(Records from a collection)
[Start of Attachment]
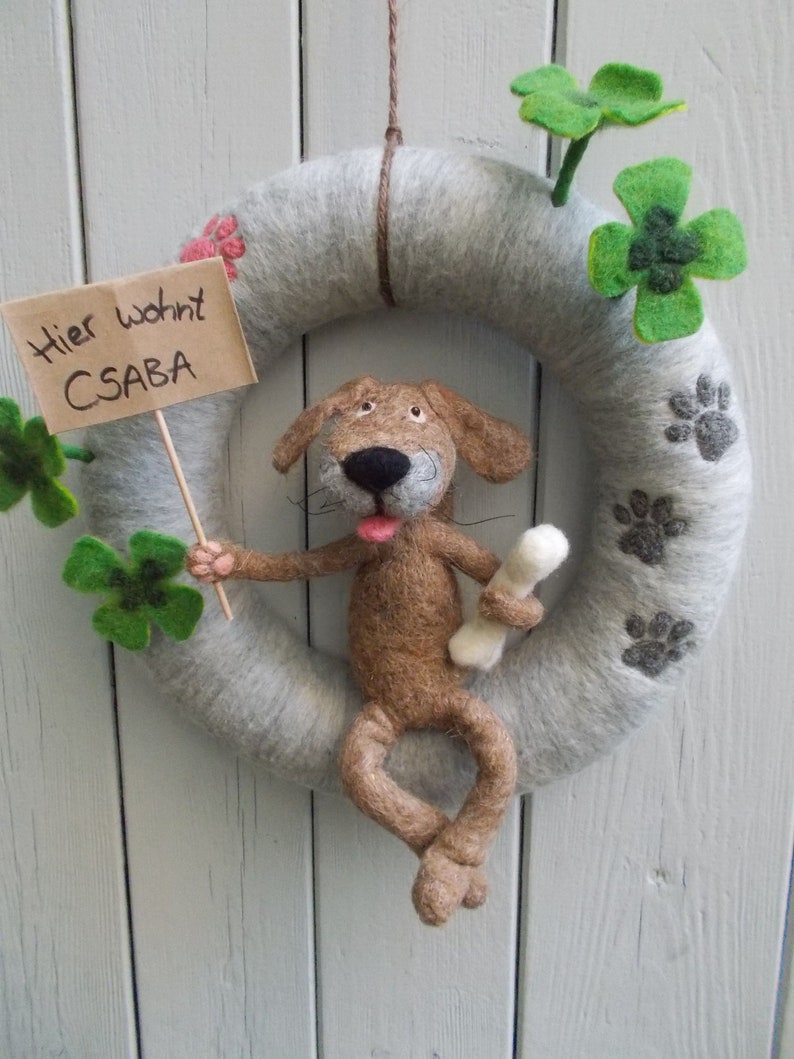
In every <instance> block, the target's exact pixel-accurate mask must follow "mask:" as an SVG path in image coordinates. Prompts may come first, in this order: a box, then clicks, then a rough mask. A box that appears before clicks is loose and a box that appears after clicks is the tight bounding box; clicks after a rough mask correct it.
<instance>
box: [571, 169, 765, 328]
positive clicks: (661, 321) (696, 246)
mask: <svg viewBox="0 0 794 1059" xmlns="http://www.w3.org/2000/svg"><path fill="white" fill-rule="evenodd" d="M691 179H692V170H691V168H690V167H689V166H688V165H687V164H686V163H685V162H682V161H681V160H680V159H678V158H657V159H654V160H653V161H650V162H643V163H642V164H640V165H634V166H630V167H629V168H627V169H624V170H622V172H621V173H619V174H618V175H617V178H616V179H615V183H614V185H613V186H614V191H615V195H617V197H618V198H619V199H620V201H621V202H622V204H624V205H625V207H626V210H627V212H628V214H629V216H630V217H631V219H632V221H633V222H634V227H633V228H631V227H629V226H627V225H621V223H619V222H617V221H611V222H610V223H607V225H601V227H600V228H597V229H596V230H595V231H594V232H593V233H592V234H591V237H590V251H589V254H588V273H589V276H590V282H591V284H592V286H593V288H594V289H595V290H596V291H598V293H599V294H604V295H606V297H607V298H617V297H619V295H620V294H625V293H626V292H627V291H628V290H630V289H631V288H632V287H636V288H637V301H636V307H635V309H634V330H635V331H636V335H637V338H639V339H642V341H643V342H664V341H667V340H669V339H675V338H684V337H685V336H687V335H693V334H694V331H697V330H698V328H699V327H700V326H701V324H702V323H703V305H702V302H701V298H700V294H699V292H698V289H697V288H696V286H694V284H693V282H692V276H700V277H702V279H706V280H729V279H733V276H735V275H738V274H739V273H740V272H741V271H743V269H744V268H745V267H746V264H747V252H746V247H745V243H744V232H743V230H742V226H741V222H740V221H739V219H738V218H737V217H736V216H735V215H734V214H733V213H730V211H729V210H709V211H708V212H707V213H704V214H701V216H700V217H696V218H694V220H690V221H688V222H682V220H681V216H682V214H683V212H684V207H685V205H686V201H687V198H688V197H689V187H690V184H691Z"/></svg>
[End of Attachment]
> _Task instructions_
Output the lines above as a JSON list of strings, one string per line, with blank lines skipped and the pictures left out.

> _Result_
[
  "In every <instance> block, the target's exact pixel-accurate mask must follow \"mask:\" as an SVG path in image coordinates. Prompts may come first, in this order: a box, then clicks, then a rough mask. A box that appears before clicks is loose and a box that appears after clicks is the tight bounding box; clicks after a rough mask correct it.",
  "<instance>",
  "box: [571, 169, 765, 328]",
  "positive clicks: (661, 321) (696, 246)",
  "mask: <svg viewBox=\"0 0 794 1059\" xmlns=\"http://www.w3.org/2000/svg\"><path fill=\"white\" fill-rule=\"evenodd\" d=\"M691 179H692V170H691V168H690V167H689V166H688V165H687V164H686V163H685V162H682V161H681V160H680V159H678V158H657V159H654V160H653V161H650V162H643V163H642V164H640V165H634V166H630V167H629V168H627V169H624V170H622V172H621V173H619V174H618V175H617V178H616V179H615V183H614V185H613V186H614V191H615V195H617V197H618V198H619V199H620V201H621V202H622V204H624V205H625V207H626V210H627V212H628V214H629V216H630V217H631V219H632V221H633V222H634V227H633V228H631V227H629V226H627V225H621V223H619V222H617V221H611V222H610V223H607V225H601V227H600V228H597V229H596V230H595V231H594V232H593V233H592V234H591V237H590V251H589V254H588V273H589V276H590V282H591V284H592V286H593V288H594V289H595V290H596V291H598V293H599V294H604V295H606V297H607V298H617V297H619V295H620V294H625V293H626V292H627V291H628V290H630V289H631V288H632V287H636V288H637V301H636V307H635V309H634V330H635V331H636V335H637V338H639V339H642V341H643V342H664V341H667V340H669V339H675V338H684V337H685V336H687V335H693V334H694V331H697V330H698V328H699V327H700V326H701V324H702V323H703V305H702V302H701V298H700V294H699V292H698V289H697V288H696V286H694V284H693V282H692V276H700V277H702V279H706V280H729V279H733V276H735V275H738V274H739V273H740V272H741V271H743V269H744V268H745V267H746V264H747V252H746V247H745V243H744V232H743V230H742V226H741V222H740V221H739V219H738V218H737V217H736V216H735V215H734V214H733V213H730V211H729V210H709V211H708V212H707V213H704V214H701V216H700V217H696V218H694V220H690V221H688V222H682V220H681V216H682V214H683V212H684V207H685V205H686V201H687V198H688V197H689V187H690V184H691Z\"/></svg>"
]